**CONSIGNE 1:** Recopiez toutes les lignes des rangées d'annotation ci-dessous, demandes comprises. Multipliez chaque coordonnée des réponses par 0,25 et arrondissez-la à l'entier, les demies vers le haut.

**PAGE:**
☆ ☆ ☆ ☆ ☆

Les banques centrales peuvent-elles sauver la croissance ?

Alernatives économiques mars 2008: Wojtek Kalinowski

La nouvelle baisse du taux d'intérêt américain (désormais ramené de 5,25% à 2,25% en six mois) s'inscrit dans une politique poursuivie par la Fed depuis l'été dernier : relancer la croissance en rendant les crédits moins chers. Mais pour répondre au défi de la mondialisation financière, il faudra renouveler les instruments et les objectifs mêmes de la politique monétaire.

Si la Bourse américaine a rebondi à l'annonce de la nouvelle baisse de taux de la Fed, le doute demeure quant aux effets à moyen et long terme de cette politique. D'après Hector Lopin (« De nouveaux objectifs pour les banques centrales », Alternatives Economiques, hors-série n° 75, décembre 2007), nous avons besoin d'« une troisième génération de banquiers centraux, qui adapterait la politique monétaire à la nouvelle donne économique et financière de ce début de XXIe siècle. Le "logiciel" actuel des banques centrales est périmé : il a été défini dans les années 70-80, dans le contexte d'un régime de haute inflation. » En mettant en concurrence les salariés et les entreprises de différents pays, la mondialisation exerce désormais une pression permanente sur les prix et les salaires ; d'où la faiblesse de l'inflation depuis les années 90. Malgré une récente poussée, rappelle Sandra Moatti (« L'inflation est-elle de retour ? », Alternatives Economiques, hors-série n° 76, février 2008), l'inflation reste très timide par rapport aux niveaux enregistrés dans les années 80 et se concentre pour l'instant à quelques secteurs de l'économie.

☆ ☆ ☆ ☆ ☆

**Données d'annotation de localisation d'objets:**

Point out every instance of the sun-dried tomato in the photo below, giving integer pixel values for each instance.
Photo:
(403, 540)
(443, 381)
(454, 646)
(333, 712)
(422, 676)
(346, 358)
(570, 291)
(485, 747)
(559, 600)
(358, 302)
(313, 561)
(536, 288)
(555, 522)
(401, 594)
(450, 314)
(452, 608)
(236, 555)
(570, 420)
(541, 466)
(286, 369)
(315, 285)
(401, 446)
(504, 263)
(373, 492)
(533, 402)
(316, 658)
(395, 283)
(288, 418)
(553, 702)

☆ ☆ ☆ ☆ ☆

**CONSIGNE 2:**
Répondez à ces questions sur l'article consacré aux banques centrales :
(a) Entre quels niveaux le taux d'intérêt américain a-t-il été ramené en six mois ?
(b) Selon Hector Lopin, dans quelles décennies le « logiciel » actuel des banques centrales a-t-il été défini ?
(c) Depuis quelles années l'inflation est-elle faible ?

**RÉSULTAT 1:**
Point out every instance of the sun-dried tomato in the photo below, giving integer pixel values for each instance.
Photo:
(101, 135)
(111, 95)
(114, 162)
(83, 178)
(106, 169)
(87, 90)
(143, 73)
(121, 187)
(140, 150)
(90, 76)
(78, 140)
(134, 72)
(139, 131)
(100, 149)
(113, 79)
(113, 152)
(59, 139)
(143, 105)
(135, 117)
(72, 92)
(79, 71)
(100, 112)
(126, 66)
(93, 123)
(133, 101)
(79, 165)
(99, 71)
(72, 105)
(138, 176)

**RÉSULTAT 2:**
(a) De 5,25 % à 2,25 %.
(b) Dans les années 70-80.
(c) Depuis les années 90.